Fragmento ->
Queridos hermanos, esto no se lleva. Tanto tienes, tanto vales. Valoramos a la gente por el poder, por el tener. Es lo que se aspira en esta sociedad del bienestar, lo cual no quiere decir que aspiremos a la miseria, pero hay tantas cosas superfluas muchas veces en nuestra vida que producen esa desigualdad, escandalizante para los más pobres. Necesitamos recuperar esa pobreza de espíritu, también de sentirnos necesitados. Como veis, hace falta humildad. Bienaventurados nos ha dicho también, aparte de los pobres, nos ha dicho los mansos. Que no significa ir de bobado; que no significa ser una persona que va haciendo el tonto. Habrá que hacer el tonto algunas veces en Cristo, no porque lo seamos.

Queridos hermanos, mansedumbre. En este mundo nuestro, tan crispado, tan crispado políticamente unos contra otros, todos, todos estamos en tensión. Vivimos un contagio político y social de polarización, iba a decir de enfrentamiento. Ciertamente, verbal. Se rompen las formas, de ataques, de crispación, de enfado. Necesitamos recuperar la mansedumbre, que no es ir de bobalicones vuelvo a decir. Es ir con naturalidad y con normalidad, con un respeto exquisito a los demás.

Pues, el Señor nos invita a ser mansos con esa mansedumbre del Evangelio, que es raciodumbre, que es saberse retener, que es no dejarse llevar de la ira. “Bienaventurados los que lloran, porque ellos serán consolados”. Cuánto sufrimiento. Lo cual no quiere decir Jesús que sean felices, sino que en esa situación, encontrando la fe y encontrando el consuelo de Dios, pues sabrán sobreponerse y sabrán encontrar el sentido de esa cruz que forma parte de la vida humana. Bienaventurados los que tienen hambre y sed de ser justos, de la santidad. ¿Creéis realmente que tenemos hambre de ser santos?, ¿de qué tenemos hambre?, ¿cuáles son nuestras aspiraciones?, ¿de qué tenemos hambre?, ¿de Dios o de otras cosas?, ¿de bienes materiales o de arreglar situaciones?, ¿o que salgamos de una dificultad? Tengamos hambre de Dios. Recuperemos en nuestro mundo el hambre de Dios, el hambre de Dios que tanta gente lleva en el corazón. Jesús nos llama bienaventurados. Y sí, seguimos ese camino.

Solicitud 1 ->
Según el fragmento, ¿qué tipo de contagio vivimos?

Registros ->
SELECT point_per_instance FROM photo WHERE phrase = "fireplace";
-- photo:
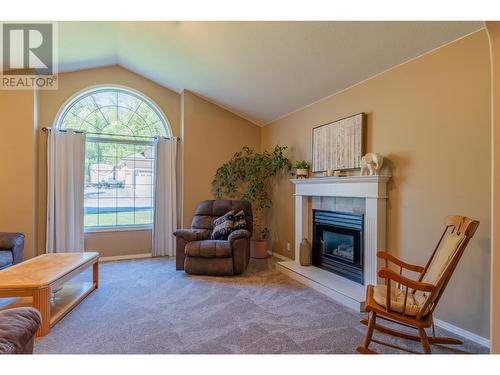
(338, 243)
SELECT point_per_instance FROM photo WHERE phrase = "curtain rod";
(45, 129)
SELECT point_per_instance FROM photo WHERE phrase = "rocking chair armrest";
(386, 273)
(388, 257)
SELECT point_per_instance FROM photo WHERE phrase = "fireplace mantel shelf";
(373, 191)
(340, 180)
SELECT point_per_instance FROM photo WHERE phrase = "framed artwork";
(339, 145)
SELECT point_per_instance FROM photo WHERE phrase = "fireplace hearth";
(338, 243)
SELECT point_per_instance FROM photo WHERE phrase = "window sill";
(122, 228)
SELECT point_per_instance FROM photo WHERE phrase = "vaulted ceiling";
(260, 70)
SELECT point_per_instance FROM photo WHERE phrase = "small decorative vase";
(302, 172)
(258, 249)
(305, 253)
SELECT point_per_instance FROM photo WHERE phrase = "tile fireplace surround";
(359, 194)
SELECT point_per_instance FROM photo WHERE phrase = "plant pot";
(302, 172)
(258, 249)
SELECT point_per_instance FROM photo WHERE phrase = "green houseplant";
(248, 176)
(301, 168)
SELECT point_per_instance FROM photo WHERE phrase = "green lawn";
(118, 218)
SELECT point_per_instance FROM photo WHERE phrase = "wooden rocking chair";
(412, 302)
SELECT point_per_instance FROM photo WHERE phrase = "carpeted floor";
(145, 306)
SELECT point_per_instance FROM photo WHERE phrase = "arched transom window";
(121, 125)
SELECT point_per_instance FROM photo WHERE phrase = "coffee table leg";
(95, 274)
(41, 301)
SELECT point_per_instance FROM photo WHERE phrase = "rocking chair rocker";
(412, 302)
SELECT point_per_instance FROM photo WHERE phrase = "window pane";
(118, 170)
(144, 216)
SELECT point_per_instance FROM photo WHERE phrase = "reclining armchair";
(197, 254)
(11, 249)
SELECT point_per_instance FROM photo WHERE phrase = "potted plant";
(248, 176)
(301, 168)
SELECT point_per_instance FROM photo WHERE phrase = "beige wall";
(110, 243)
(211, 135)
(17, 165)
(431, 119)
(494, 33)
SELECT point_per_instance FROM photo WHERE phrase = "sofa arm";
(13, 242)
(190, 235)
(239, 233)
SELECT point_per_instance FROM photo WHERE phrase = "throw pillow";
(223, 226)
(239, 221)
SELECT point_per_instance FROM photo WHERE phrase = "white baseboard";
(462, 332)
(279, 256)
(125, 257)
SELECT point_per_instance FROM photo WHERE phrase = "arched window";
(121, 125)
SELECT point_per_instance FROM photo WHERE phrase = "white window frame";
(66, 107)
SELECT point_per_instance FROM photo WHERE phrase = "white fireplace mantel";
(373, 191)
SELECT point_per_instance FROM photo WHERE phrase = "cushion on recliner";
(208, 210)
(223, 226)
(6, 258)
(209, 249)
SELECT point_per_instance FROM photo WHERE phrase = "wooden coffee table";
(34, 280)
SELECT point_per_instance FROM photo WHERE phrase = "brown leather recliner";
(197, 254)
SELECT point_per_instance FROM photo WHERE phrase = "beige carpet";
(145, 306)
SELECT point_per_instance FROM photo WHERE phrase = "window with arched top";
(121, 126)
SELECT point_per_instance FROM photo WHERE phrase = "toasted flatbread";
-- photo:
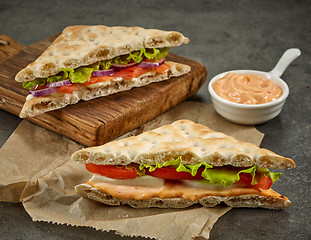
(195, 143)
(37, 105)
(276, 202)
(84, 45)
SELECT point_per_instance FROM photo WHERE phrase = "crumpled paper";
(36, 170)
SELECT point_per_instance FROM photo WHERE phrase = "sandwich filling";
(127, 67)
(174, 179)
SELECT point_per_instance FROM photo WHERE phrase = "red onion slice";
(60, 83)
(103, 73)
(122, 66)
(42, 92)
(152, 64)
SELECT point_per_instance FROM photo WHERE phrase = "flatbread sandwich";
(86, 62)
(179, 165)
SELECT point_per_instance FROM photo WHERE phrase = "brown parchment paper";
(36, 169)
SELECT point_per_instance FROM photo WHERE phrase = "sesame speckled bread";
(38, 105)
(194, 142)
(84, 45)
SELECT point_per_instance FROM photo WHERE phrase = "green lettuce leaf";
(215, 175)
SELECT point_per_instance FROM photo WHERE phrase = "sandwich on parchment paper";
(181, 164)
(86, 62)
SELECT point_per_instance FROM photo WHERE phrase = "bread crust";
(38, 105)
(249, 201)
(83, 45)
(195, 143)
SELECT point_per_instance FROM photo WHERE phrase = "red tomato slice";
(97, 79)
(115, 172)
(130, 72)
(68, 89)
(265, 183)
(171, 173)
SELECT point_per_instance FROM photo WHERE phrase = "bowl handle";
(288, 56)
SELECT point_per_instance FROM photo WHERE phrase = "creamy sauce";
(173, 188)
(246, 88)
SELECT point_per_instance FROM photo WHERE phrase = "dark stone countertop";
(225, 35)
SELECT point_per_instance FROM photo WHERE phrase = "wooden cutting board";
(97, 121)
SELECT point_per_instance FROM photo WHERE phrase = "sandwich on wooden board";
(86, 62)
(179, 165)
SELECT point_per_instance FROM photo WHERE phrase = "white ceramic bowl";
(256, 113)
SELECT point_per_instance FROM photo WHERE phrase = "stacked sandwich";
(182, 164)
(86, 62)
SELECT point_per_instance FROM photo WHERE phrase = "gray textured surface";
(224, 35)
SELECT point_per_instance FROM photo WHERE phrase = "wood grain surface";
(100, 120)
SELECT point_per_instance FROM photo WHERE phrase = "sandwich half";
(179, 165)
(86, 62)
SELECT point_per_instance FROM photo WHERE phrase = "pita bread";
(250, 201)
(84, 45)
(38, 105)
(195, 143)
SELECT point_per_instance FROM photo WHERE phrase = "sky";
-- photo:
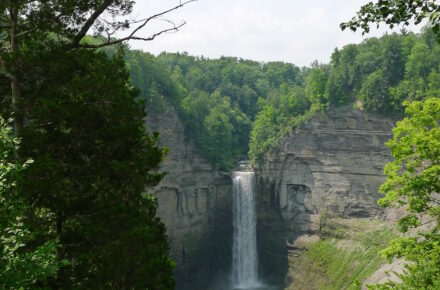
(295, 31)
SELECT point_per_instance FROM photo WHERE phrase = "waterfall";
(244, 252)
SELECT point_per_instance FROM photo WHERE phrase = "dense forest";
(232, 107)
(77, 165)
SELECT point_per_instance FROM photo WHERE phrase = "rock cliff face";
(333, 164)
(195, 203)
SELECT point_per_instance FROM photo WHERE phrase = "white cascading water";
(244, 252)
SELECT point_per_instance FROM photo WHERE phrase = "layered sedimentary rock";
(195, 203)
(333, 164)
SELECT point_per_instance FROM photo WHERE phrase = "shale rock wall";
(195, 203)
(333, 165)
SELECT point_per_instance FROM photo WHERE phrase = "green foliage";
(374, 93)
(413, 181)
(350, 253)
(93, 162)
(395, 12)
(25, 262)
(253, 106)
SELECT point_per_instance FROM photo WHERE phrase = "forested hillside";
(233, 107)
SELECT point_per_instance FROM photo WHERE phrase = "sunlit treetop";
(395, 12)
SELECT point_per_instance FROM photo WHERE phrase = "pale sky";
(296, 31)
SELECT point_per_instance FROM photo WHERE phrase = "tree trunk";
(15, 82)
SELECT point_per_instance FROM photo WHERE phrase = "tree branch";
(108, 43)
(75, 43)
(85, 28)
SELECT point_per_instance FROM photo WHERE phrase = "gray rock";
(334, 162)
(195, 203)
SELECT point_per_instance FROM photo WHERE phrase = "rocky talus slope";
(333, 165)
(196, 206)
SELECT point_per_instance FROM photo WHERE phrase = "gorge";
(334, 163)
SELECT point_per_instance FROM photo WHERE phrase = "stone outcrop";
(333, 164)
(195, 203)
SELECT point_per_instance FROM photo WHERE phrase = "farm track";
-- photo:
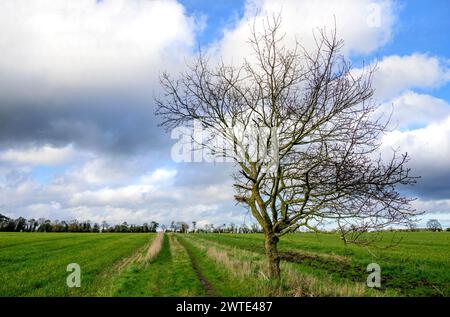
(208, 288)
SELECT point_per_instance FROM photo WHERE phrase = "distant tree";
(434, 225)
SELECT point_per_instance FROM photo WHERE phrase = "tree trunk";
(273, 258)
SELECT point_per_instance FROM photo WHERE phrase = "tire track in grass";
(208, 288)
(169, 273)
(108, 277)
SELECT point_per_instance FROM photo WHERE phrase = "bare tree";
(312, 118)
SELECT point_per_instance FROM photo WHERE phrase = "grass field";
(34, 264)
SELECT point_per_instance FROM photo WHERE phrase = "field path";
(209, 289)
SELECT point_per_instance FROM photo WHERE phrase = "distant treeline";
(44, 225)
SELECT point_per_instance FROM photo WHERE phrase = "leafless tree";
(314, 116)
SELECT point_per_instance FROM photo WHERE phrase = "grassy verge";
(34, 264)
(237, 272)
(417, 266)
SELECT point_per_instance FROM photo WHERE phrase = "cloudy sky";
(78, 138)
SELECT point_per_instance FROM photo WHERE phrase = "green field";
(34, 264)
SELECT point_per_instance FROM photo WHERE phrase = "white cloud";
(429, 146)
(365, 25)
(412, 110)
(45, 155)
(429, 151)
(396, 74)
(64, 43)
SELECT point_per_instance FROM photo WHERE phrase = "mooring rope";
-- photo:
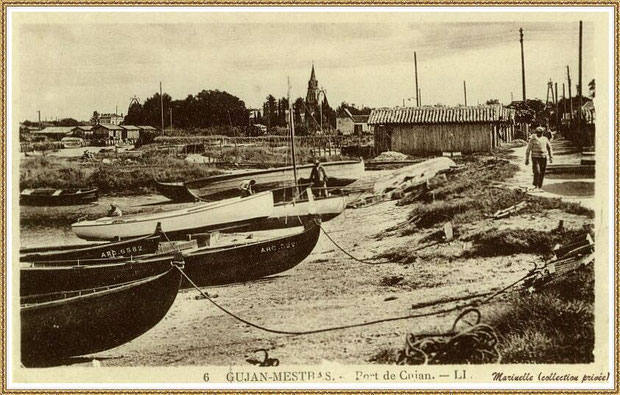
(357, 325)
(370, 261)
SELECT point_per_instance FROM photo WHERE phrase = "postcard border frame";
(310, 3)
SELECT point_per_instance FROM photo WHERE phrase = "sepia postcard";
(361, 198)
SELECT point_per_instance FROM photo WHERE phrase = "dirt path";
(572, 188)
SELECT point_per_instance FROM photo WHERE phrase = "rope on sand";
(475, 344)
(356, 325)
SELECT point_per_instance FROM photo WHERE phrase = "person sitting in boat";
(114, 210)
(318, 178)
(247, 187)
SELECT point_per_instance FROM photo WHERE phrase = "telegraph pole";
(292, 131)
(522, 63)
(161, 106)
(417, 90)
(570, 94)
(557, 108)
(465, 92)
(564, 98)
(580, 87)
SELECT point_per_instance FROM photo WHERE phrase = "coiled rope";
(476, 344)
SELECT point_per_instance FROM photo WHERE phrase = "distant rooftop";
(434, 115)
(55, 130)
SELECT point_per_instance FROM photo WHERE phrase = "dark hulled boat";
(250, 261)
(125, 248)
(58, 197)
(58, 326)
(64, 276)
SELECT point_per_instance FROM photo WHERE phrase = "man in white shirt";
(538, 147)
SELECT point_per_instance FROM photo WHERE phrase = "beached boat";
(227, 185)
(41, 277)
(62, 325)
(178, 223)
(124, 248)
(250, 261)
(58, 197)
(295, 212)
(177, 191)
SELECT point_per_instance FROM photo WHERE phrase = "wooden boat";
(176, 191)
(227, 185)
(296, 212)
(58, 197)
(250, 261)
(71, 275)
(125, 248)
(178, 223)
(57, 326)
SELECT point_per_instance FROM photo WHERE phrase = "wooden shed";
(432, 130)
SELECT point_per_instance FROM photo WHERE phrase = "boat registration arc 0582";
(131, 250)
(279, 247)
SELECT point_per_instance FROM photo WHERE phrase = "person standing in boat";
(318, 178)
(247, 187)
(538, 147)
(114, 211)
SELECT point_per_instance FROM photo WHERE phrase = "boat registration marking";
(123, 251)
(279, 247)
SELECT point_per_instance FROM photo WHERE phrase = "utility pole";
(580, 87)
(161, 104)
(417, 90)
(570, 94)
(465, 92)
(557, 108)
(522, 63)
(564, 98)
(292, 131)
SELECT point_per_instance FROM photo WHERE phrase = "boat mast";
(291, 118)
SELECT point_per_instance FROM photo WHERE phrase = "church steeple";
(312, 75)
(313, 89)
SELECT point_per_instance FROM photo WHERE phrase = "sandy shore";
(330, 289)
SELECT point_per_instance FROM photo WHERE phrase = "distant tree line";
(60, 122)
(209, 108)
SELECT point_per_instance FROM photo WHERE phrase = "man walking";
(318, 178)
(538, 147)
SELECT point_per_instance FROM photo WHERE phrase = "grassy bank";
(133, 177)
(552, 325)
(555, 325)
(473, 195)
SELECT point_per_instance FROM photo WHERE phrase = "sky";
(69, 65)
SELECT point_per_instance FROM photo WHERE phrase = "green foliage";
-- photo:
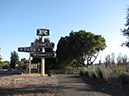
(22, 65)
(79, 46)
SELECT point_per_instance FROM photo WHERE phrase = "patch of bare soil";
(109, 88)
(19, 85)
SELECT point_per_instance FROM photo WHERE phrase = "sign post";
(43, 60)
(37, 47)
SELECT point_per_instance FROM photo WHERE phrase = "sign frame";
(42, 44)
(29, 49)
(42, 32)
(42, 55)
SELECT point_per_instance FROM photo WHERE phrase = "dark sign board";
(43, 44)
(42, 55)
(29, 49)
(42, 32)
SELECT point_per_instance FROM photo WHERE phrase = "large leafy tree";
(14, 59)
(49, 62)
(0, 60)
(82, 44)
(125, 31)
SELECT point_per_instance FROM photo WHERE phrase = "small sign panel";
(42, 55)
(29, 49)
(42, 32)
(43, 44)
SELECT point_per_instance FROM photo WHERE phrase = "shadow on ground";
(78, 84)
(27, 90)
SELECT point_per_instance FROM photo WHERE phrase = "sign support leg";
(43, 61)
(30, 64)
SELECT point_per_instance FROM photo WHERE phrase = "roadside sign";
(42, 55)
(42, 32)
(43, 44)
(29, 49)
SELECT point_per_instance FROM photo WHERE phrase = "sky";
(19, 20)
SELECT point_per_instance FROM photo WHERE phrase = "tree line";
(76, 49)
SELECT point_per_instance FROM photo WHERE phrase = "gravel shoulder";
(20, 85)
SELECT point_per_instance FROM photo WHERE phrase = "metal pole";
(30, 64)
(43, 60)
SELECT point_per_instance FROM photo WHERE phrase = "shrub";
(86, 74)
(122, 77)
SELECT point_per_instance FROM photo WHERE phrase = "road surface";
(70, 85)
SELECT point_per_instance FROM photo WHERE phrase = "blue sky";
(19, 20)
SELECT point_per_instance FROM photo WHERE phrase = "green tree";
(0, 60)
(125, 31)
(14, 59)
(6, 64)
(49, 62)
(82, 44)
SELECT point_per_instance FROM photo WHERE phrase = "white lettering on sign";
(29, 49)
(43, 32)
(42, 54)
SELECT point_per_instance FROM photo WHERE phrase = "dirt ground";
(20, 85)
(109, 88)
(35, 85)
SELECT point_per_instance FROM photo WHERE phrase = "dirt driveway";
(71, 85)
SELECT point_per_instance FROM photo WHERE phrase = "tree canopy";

Solicitud 2 ->
Recopila, por favor, todas las líneas de los registros que contengan la palabra "stone". Distingue entre mayúsculas y minúsculas.

Respuesta completa 1 ->
Un contagio político y social de polarización.

Respuesta completa 2 ->
SELECT point_per_instance FROM photo WHERE phrase = "dark stone countertop";
SELECT point_per_instance FROM photo WHERE phrase = "stone outcrop";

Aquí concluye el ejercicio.